# [Texto de lectura]
▼
Escribo desde Anapoima, un lugar paradisíaco a menos de cien kilómetros de Bogotá. Durante casi tres semanas de viaje se ha hecho ineludible la conversación sobre el desarrollo de los últimos pasos del complejísimo proceso de paz emprendido allá por el otoño del 2012. El consenso en torno al balance de largas décadas de conflicto armado con las FARC es unánime: 7,5 millones de víctimas directas o indirectas, unos 220.000 muertos (civiles en un 80%). En un proceso de contradicción ideológica imperdonable, las FARC han castigado, desde su fundación oficial en mayo de 1964, a los sectores más desprotegidos, pues su actividad ha supuesto el hostigamiento y el desarraigo permanente para millones de desplazados que no pertenecían precisamente a las clases privilegiadas contra las que, en teoría, se alzaban en armas los guerrilleros.

Sin el consumado proceso de paz, Juan Manuel Santos pasaría a la historia como un gestor mediocre, adscrito a una derecha clásica, incapaz de afrontar los enormes desajustes del país. La mayor parte de empresarios e intelectuales aprueban el proceso de paz, pero suplican a voz en grito que Santos se desvincule de él para que la sociedad deje de percibirlo como su empeño personal y lo entienda como una oportunidad para forjar su futuro.
▲
# [Tarea requerida 1]
Enumera, en el orden en que aparecen, todas las cifras escritas con dígitos en el texto sobre el proceso de paz en Colombia.

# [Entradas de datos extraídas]
▼
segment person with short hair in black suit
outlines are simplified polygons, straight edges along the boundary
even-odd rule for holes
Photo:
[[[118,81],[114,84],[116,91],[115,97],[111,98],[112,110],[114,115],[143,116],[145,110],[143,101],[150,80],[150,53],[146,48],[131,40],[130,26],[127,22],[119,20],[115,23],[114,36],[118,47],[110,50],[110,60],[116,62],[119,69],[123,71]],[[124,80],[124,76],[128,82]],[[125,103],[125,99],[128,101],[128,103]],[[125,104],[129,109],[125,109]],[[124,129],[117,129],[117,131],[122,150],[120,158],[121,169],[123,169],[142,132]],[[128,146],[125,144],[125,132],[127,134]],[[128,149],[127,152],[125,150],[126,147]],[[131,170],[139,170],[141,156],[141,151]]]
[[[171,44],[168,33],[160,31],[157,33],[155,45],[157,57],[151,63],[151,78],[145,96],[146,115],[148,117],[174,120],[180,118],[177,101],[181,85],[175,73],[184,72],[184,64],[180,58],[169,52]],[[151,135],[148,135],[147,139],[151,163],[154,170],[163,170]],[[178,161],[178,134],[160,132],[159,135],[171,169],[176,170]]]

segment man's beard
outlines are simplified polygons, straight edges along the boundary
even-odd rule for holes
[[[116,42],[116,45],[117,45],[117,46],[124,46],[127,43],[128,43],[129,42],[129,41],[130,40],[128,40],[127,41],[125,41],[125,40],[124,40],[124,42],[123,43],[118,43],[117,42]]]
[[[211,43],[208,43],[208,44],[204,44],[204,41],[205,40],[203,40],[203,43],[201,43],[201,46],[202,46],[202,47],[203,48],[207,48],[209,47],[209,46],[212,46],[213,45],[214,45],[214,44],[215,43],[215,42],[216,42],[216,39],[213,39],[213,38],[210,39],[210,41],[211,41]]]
▲
# [Tarea requerida 2]
Reproduce sin cambios el tramo del listado que va desde la línea que contiene "segment man's beard" hasta el final del listado, con ambos extremos incluidos.

# [Solución desarrollada 1]
2012
7,5
220.000
80%
1964

# [Solución desarrollada 2]
segment man's beard
outlines are simplified polygons, straight edges along the boundary
even-odd rule for holes
[[[116,42],[116,45],[117,45],[117,46],[124,46],[127,43],[128,43],[129,42],[129,41],[130,40],[128,40],[127,41],[125,41],[125,40],[124,40],[124,42],[123,43],[118,43],[117,42]]]
[[[211,43],[208,43],[208,44],[204,44],[204,41],[205,40],[203,40],[203,43],[201,43],[201,46],[202,46],[202,47],[203,48],[207,48],[209,47],[209,46],[212,46],[213,45],[214,45],[214,44],[215,43],[215,42],[216,42],[216,39],[213,39],[213,38],[210,39],[210,41],[211,41]]]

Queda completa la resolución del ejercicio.